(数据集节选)
━━━━━━━━━━━━━━━━━━━━━━━━━━━━━━

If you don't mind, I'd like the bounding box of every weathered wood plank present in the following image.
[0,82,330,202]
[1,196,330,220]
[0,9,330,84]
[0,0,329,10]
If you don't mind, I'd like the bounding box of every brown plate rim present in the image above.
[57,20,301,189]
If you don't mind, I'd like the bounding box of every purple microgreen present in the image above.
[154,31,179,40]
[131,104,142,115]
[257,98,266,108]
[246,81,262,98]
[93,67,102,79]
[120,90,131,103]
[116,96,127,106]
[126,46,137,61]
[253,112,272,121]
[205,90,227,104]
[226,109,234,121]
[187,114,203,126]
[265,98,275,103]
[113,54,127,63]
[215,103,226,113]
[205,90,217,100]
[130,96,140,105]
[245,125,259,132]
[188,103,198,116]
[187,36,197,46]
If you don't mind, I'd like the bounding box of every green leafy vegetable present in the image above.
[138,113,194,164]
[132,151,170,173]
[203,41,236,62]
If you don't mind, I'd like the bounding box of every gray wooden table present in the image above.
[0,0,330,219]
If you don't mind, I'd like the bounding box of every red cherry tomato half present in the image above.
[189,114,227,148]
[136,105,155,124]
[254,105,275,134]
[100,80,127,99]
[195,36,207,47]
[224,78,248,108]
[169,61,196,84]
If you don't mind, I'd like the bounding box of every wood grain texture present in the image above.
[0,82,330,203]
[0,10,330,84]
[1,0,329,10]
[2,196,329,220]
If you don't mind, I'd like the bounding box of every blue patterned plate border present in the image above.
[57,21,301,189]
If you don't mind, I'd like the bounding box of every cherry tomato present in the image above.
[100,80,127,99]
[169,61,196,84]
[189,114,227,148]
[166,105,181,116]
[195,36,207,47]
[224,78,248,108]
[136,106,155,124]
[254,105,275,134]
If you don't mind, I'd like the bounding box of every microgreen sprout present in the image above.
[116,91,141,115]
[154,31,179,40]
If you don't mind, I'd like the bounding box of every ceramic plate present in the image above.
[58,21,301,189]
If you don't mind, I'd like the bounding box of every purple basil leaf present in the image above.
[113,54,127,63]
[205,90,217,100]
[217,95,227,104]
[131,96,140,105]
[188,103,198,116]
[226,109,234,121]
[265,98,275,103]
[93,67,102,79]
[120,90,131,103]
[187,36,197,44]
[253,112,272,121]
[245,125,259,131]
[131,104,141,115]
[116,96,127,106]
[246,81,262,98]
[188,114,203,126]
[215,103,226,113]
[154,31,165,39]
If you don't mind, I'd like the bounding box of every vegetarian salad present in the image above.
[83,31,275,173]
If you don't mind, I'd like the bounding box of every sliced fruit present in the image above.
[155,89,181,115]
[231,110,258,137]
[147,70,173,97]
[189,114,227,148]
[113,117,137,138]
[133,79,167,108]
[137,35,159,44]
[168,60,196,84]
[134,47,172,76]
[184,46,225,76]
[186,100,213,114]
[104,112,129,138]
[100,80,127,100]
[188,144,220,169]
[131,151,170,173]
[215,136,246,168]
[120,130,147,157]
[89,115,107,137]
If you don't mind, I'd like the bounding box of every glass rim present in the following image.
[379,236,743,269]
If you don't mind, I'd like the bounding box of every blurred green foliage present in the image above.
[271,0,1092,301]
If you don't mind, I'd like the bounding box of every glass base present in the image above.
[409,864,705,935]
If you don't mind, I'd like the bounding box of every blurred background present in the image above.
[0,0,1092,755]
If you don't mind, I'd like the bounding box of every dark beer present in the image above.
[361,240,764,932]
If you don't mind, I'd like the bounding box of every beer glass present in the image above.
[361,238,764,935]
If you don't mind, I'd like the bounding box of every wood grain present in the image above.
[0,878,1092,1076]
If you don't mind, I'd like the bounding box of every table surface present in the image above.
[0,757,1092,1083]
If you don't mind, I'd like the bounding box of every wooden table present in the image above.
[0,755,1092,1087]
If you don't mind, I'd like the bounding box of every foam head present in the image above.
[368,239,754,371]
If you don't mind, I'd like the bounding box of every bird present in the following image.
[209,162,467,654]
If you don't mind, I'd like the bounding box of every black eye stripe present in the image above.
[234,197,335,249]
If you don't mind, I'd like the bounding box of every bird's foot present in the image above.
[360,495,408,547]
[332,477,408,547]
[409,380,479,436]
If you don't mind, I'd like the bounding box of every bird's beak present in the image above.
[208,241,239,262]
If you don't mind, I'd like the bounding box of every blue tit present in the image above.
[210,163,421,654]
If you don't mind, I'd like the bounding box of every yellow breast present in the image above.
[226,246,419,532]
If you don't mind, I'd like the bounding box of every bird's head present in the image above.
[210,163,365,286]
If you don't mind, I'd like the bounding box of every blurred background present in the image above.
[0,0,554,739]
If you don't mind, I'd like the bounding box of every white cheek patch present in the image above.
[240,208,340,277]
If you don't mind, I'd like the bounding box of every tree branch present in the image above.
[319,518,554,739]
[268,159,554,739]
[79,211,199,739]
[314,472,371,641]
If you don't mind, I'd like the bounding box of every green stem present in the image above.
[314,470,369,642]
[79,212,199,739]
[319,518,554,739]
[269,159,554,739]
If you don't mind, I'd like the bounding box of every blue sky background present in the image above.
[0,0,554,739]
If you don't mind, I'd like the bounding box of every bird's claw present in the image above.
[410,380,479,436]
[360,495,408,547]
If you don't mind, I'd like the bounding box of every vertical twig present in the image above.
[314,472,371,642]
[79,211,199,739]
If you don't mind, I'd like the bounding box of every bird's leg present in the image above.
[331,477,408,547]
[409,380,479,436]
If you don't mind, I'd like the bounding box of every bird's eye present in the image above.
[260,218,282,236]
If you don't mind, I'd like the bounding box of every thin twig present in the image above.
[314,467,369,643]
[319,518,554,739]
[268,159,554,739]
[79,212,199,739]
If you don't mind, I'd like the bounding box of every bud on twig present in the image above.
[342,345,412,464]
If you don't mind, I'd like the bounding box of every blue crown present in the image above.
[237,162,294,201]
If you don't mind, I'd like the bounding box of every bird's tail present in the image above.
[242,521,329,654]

━━━━━━━━━━━━━━━━━━━━━━━━━━━━━━

要做的事
把上面的全部条目一字不差地抄写一遍。

最终结果
If you don't mind, I'd like the bounding box of every weathered wood plank present in the following image.
[0,82,330,202]
[1,196,330,220]
[0,9,330,84]
[0,0,329,10]
If you don't mind, I'd like the bounding box of every brown plate rim present in the image above.
[57,20,301,189]
If you don't mind, I'd like the bounding box of every purple microgreen present in the image above.
[154,31,179,40]
[131,104,142,115]
[257,98,266,108]
[246,81,262,98]
[93,67,102,79]
[120,90,131,103]
[116,96,127,106]
[126,46,137,61]
[253,112,272,121]
[205,90,227,104]
[226,109,234,121]
[187,114,203,126]
[265,98,275,103]
[113,54,127,63]
[215,103,226,113]
[205,90,217,100]
[130,96,140,105]
[245,125,259,132]
[188,103,198,116]
[187,36,197,46]
If you don't mind, I'd like the bounding box of every green leafy vegetable present in the image above.
[138,113,194,164]
[132,151,170,173]
[203,41,236,62]
If you don't mind, I'd like the bounding box of every gray wooden table present in the image above.
[0,0,330,219]
If you don't mind, I'd like the bounding box of every red cherry tomato half present in the image above.
[189,114,227,148]
[136,105,155,124]
[254,105,275,134]
[100,80,127,99]
[195,36,207,47]
[224,78,248,108]
[169,61,196,84]
If you don't mind, I'd like the bounding box of every wood grain texture present in the image above.
[0,82,330,203]
[0,10,330,84]
[1,0,329,10]
[2,196,329,220]
If you don't mind, I'd like the bounding box of every blue patterned plate border present in the image above.
[57,21,301,189]
If you don't mind, I'd like the bounding box of every cherry tomato present in the image above.
[100,80,127,99]
[169,61,196,84]
[189,114,227,148]
[166,105,181,116]
[195,36,207,47]
[224,78,248,108]
[136,106,155,124]
[254,105,275,134]
If you don't mind, I'd like the bounding box of every microgreen sprout present in the image above.
[116,91,141,115]
[154,31,179,40]
If you don't mind, I'd like the bounding box of every ceramic plate present in the image above.
[58,21,301,189]
If you don't mind, I'd like the bounding box of every purple basil leaf present in the image above.
[113,54,127,63]
[205,90,217,100]
[217,95,227,104]
[131,96,140,105]
[188,103,198,116]
[226,109,234,121]
[265,98,275,103]
[93,67,102,79]
[120,90,131,103]
[187,36,197,44]
[253,112,272,121]
[245,125,259,131]
[131,104,141,115]
[116,96,127,106]
[246,81,262,98]
[188,114,203,126]
[215,103,226,113]
[154,31,165,39]
If you don't mind, I'd like the bounding box of every vegetarian salad present in the image above.
[83,31,275,173]
If you don't mind, I'd like the bounding box of every sliced fruit present in the image above.
[155,89,181,115]
[231,110,258,137]
[147,70,173,97]
[189,114,227,148]
[113,117,137,138]
[133,79,167,108]
[137,35,159,44]
[168,60,196,84]
[134,47,172,76]
[184,46,225,76]
[186,100,213,114]
[104,112,129,138]
[100,80,127,100]
[188,144,220,169]
[131,151,170,173]
[215,136,246,168]
[120,130,147,157]
[89,115,107,137]
If you don't mind, I'd like the bounding box of every glass rim present in the following image.
[379,236,743,269]
If you don't mind, I'd like the bounding box of every blurred green foliage present in the image above.
[271,0,1092,301]
If you don't mind, I'd like the bounding box of every glass base present in the image above.
[409,864,705,935]
If you don't mind, I'd like the bounding box of every blurred background present in the image above.
[0,0,1092,755]
If you don't mind, I'd like the bounding box of every dark beer present in the image above.
[361,240,764,932]
If you don't mind, I'd like the bounding box of every beer glass present in the image above.
[361,238,764,935]
If you don't mind, I'd like the bounding box of every wood grain present in the image above.
[0,878,1092,1076]
If you don't mind, I'd like the bounding box of every table surface present in the image above.
[0,757,1092,1083]
If you don't mind, I'd like the bounding box of every wooden table present in the image above.
[0,755,1092,1087]
If you don't mind, I'd like the bounding box of every foam head present in the image above.
[368,239,754,371]
If you don't mind, I'd like the bounding box of every bird present in the following image.
[209,162,467,654]
If you don't mind, I'd like the bounding box of every black eye stripe present in the image above.
[234,197,335,249]
If you don't mind, I'd like the bounding box of every bird's foot present in the image above.
[360,495,408,547]
[332,477,408,547]
[409,380,479,436]
If you don't mind, I'd like the bounding box of every bird's beak present in the image above.
[208,241,239,262]
If you don't mind, I'd like the bounding box of every blue tit present in the image above.
[210,163,421,654]
If you don't mind, I'd like the bounding box of every yellow breast present in the image above.
[226,246,419,532]
If you don't mind, I'd like the bounding box of every bird's head present in the image above.
[210,163,365,286]
If you don't mind, I'd like the bounding box of every blurred background present in the image above.
[0,0,554,739]
If you don't mind, I'd like the bounding box of every white cheek patch present in the image above.
[240,208,340,277]
If you don't mind, I'd like the bounding box of every tree branch present in the image above.
[319,518,554,739]
[268,159,554,739]
[79,211,199,739]
[314,472,371,641]
If you don't mind, I'd like the bounding box of every green stem present in the image above.
[314,470,369,642]
[79,212,199,739]
[319,518,554,739]
[269,159,554,739]
If you don't mind, I'd like the bounding box of every blue sky background present in the image above.
[0,0,554,739]
If you don't mind, I'd like the bounding box of every bird's claw present in the image above.
[410,380,479,436]
[360,495,408,547]
If you don't mind, I'd like the bounding box of every vertical twig present in the image above.
[314,472,371,642]
[79,211,199,739]
If you don't mind, I'd like the bounding box of every bird's leg present in the image above.
[331,477,408,547]
[409,380,479,436]
If you don't mind, I'd like the bounding box of every bird's eye present in the image above.
[260,218,282,236]
If you don't mind, I'd like the bounding box of every thin twig present in the image above.
[314,467,369,643]
[319,518,554,739]
[268,159,554,739]
[79,212,199,739]
If you don't mind, I'd like the bounding box of every bud on twig present in the image above.
[342,345,412,464]
If you don't mind, I'd like the bounding box of every blue crown present in the image above.
[237,162,294,201]
If you don't mind, I'd like the bounding box of every bird's tail present in the image above.
[242,521,329,654]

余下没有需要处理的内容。